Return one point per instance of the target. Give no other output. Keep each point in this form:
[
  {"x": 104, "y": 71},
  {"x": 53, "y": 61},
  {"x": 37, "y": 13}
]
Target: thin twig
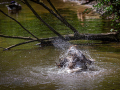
[
  {"x": 63, "y": 19},
  {"x": 19, "y": 24},
  {"x": 19, "y": 44},
  {"x": 35, "y": 13}
]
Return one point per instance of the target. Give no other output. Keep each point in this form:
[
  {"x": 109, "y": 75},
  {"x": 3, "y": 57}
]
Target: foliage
[{"x": 110, "y": 9}]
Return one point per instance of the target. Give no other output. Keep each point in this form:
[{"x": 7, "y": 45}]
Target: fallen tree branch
[
  {"x": 35, "y": 13},
  {"x": 102, "y": 36},
  {"x": 58, "y": 17},
  {"x": 63, "y": 19},
  {"x": 19, "y": 44},
  {"x": 19, "y": 24},
  {"x": 48, "y": 41},
  {"x": 17, "y": 37}
]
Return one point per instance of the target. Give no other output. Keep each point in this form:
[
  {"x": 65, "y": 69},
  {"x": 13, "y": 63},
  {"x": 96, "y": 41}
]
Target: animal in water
[
  {"x": 14, "y": 6},
  {"x": 75, "y": 60}
]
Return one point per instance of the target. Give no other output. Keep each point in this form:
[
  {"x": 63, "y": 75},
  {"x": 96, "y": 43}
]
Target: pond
[{"x": 31, "y": 67}]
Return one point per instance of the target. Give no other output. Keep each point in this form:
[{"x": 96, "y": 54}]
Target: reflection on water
[
  {"x": 30, "y": 67},
  {"x": 36, "y": 69}
]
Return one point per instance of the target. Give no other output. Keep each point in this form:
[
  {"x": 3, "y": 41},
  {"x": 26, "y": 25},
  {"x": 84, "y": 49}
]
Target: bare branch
[
  {"x": 63, "y": 19},
  {"x": 17, "y": 37},
  {"x": 35, "y": 13},
  {"x": 19, "y": 44},
  {"x": 19, "y": 24}
]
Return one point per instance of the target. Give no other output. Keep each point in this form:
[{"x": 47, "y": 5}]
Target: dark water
[{"x": 31, "y": 67}]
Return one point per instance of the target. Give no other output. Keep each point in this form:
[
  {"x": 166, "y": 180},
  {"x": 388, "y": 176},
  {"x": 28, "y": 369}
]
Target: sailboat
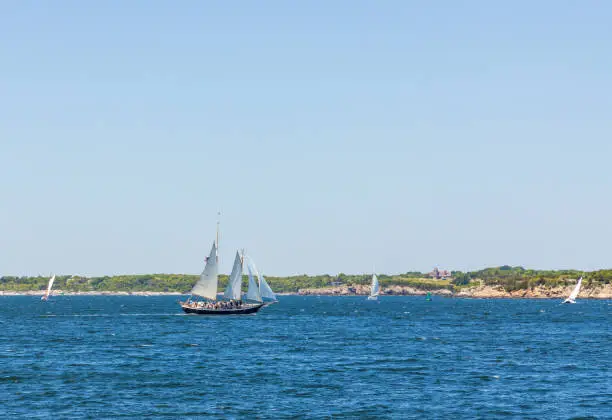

────

• [WHAT NEEDS TO BE DONE]
All that is required is the lines from the line containing "Target: fallen tree branch" through the end of the records above, copied exactly, and none of the pictures.

• [RESPONSE TO THE EXERCISE]
Target: fallen tree branch
[
  {"x": 35, "y": 13},
  {"x": 102, "y": 36},
  {"x": 58, "y": 17},
  {"x": 63, "y": 19},
  {"x": 19, "y": 44},
  {"x": 19, "y": 24},
  {"x": 48, "y": 41},
  {"x": 17, "y": 37}
]
Return one point per instance of the target. Give no other output. Keep each point in this form:
[
  {"x": 65, "y": 69},
  {"x": 13, "y": 63},
  {"x": 96, "y": 41}
]
Target: animal in water
[
  {"x": 14, "y": 6},
  {"x": 75, "y": 60}
]
Return one point per instance of the target. Give no other output. Keep each point in this form:
[
  {"x": 63, "y": 75},
  {"x": 96, "y": 43}
]
Target: pond
[{"x": 31, "y": 67}]
Return one point per instance of the target. Give no other output. Keep each point in this form:
[{"x": 96, "y": 54}]
Target: reflection on water
[
  {"x": 30, "y": 67},
  {"x": 36, "y": 69}
]
Return one point per instance of the target. Give no other output. Keep each point in this form:
[
  {"x": 3, "y": 41},
  {"x": 26, "y": 25},
  {"x": 84, "y": 49}
]
Target: bare branch
[
  {"x": 63, "y": 19},
  {"x": 17, "y": 37},
  {"x": 35, "y": 13},
  {"x": 19, "y": 44},
  {"x": 19, "y": 24}
]
Return one point per instance of the target. Give no other output. Keep each point in this form:
[{"x": 47, "y": 5}]
Target: dark water
[{"x": 31, "y": 67}]
Return one point per instance of the target. Give no other output. Keep each point in this form:
[
  {"x": 166, "y": 180},
  {"x": 388, "y": 176},
  {"x": 28, "y": 369}
]
Target: sailboat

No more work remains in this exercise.